◆ **SUPPLIED MATERIAL**:
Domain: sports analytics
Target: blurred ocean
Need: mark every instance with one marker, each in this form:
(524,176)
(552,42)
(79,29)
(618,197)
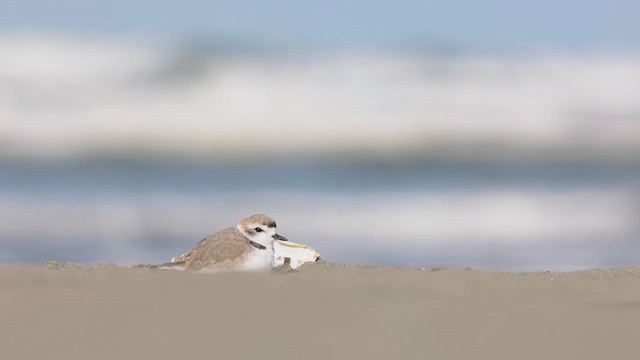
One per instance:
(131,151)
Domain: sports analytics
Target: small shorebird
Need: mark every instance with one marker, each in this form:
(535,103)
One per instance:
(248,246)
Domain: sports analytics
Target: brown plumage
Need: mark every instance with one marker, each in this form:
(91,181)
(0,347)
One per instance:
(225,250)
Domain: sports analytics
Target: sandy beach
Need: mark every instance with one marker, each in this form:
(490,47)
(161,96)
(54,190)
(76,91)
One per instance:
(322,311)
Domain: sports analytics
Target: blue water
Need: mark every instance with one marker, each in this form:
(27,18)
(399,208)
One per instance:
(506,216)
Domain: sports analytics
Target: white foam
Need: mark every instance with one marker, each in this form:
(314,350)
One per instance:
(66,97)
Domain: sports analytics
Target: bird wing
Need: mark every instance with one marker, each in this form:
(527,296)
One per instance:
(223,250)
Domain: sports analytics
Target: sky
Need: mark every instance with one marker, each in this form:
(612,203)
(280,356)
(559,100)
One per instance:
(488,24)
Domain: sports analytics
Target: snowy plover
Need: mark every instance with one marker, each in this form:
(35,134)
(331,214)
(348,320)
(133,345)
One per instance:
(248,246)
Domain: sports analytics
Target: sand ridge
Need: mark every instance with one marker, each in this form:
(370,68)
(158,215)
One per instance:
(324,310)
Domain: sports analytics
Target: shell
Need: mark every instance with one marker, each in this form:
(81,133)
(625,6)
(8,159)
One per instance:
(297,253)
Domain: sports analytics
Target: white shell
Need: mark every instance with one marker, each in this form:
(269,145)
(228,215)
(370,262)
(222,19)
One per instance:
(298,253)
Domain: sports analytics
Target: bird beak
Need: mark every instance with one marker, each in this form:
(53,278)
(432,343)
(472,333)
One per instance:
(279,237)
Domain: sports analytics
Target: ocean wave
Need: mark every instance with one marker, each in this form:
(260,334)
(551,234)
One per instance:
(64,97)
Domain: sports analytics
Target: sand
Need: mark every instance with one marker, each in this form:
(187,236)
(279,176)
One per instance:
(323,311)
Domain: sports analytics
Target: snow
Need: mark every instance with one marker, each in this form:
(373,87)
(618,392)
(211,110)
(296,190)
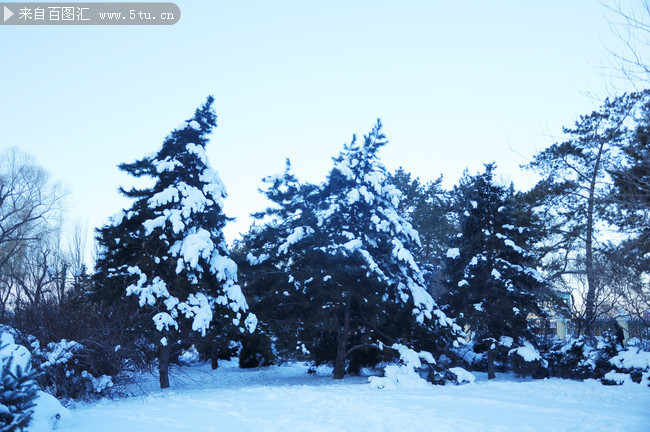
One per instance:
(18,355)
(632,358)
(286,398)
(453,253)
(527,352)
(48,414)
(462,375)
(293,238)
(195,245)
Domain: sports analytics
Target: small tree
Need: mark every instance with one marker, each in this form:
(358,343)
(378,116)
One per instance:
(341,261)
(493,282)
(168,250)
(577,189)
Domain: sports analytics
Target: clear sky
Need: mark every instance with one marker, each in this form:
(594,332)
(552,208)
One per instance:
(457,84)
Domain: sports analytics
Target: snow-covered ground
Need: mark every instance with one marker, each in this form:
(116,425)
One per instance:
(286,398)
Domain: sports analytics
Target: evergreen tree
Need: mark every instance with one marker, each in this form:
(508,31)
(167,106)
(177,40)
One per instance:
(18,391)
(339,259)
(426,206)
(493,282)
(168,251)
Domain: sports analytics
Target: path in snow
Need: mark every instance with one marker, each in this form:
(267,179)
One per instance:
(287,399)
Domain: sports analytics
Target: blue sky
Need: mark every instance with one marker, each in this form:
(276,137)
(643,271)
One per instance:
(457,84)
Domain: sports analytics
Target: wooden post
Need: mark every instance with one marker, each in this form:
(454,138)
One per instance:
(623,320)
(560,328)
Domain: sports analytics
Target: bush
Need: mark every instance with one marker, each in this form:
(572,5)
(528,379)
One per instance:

◆ **TO DO**: The copy you produce must repeat all the entries exactly and contain no pictures.

◆ **OUTPUT FOR THIS TASK**:
Domain: sports analytics
Target: blurred ocean
Need: mark every instance with one marker, each in this form:
(524,176)
(552,42)
(79,29)
(618,197)
One per instance:
(131,151)
Domain: sports analytics
Target: small shorebird
Need: mark every instance with one marker, each in this form:
(535,103)
One per instance:
(248,246)
Domain: sports analytics
Target: brown plumage
Need: mark every instance with one marker, each in this form:
(91,181)
(0,347)
One per instance:
(225,250)
Domain: sports analytics
Target: sandy beach
Need: mark every instance with one marker, each in this form:
(490,47)
(161,96)
(54,190)
(76,91)
One per instance:
(322,311)
Domain: sports analytics
Target: blue water
Need: mark every instance with one marker, each in this form:
(27,18)
(399,208)
One per instance:
(506,216)
Domain: sports analytics
Target: white foam
Need: mark every instance with one marker, each in this form:
(314,350)
One per instance:
(66,97)
Domain: sports analytics
Target: bird wing
Need: mark every instance with one marker, each in this form:
(527,296)
One per instance:
(223,250)
Domain: sports analytics
Target: sky
Need: mark every instance with one marker, each in this form:
(612,203)
(280,356)
(559,100)
One per instance:
(488,24)
Domain: sports analytics
Target: snowy plover
Need: mark every instance with one marker, each in this form:
(35,134)
(331,214)
(348,320)
(133,345)
One per instance:
(248,246)
Domain: sports analytics
Target: sand ridge
Need: mark every instance with one marker, each in this form:
(370,68)
(158,215)
One per instance:
(324,310)
Domain: sports analytics
Target: shell
Need: mark every instance with one marker, each in this form:
(81,133)
(625,6)
(8,159)
One per instance:
(297,253)
Domain: sports analytics
Target: white shell
Need: mark every instance with one marker, each in this form:
(269,145)
(228,215)
(370,262)
(222,19)
One per instance:
(298,253)
Domain: sports analytics
Target: bird beak
Need: mark every instance with one marker, each in this form:
(53,278)
(432,343)
(472,333)
One per instance:
(279,237)
Domain: sports analytics
Target: ocean wave
Need: mark every instance with one marker, each in this form:
(260,334)
(551,234)
One per instance:
(64,97)
Domain: sports analytics
Target: sand
Need: mark every instance with one marker, each in this form:
(187,236)
(279,176)
One per instance:
(323,311)
Domain: sports analytics
Target: snow
Need: mark every instance with one marker, each in this form:
(373,87)
(618,392)
(211,110)
(296,190)
One per instance:
(18,355)
(632,358)
(286,398)
(453,253)
(527,352)
(48,414)
(462,375)
(293,238)
(195,245)
Domain: sports analytics
Target: small tree
Need: mark every instance with one marker, each in this form:
(358,343)
(378,116)
One per instance:
(341,261)
(493,282)
(168,250)
(577,189)
Domain: sports analytics
Target: clear sky
Need: mark every instance with one marker, each in this form:
(594,332)
(552,208)
One per instance:
(457,84)
Domain: sports analytics
Target: snow-covered ground
Need: mark every instance with one marker, each in this form:
(116,425)
One per instance:
(286,398)
Domain: sports analytics
Target: evergreen tree
Need: mark every instance with one marker, each in this form:
(508,31)
(167,106)
(177,40)
One per instance:
(18,391)
(339,259)
(426,206)
(493,282)
(168,251)
Domain: sports analytics
Target: path in snow
Need: mark every instance with one marker, each in this form:
(267,179)
One per instance:
(287,399)
Domain: sports analytics
Target: blue sky
Need: mark every instance with one marker, each in this form:
(276,137)
(643,271)
One per instance:
(457,84)
Domain: sports analytics
Target: wooden post
Need: mark every instance with one marker, each in this form:
(454,138)
One per instance:
(623,320)
(560,328)
Domain: sports analytics
Target: bush
Need: mark every instance with one marker, each in this form:
(572,5)
(528,379)
One per instance:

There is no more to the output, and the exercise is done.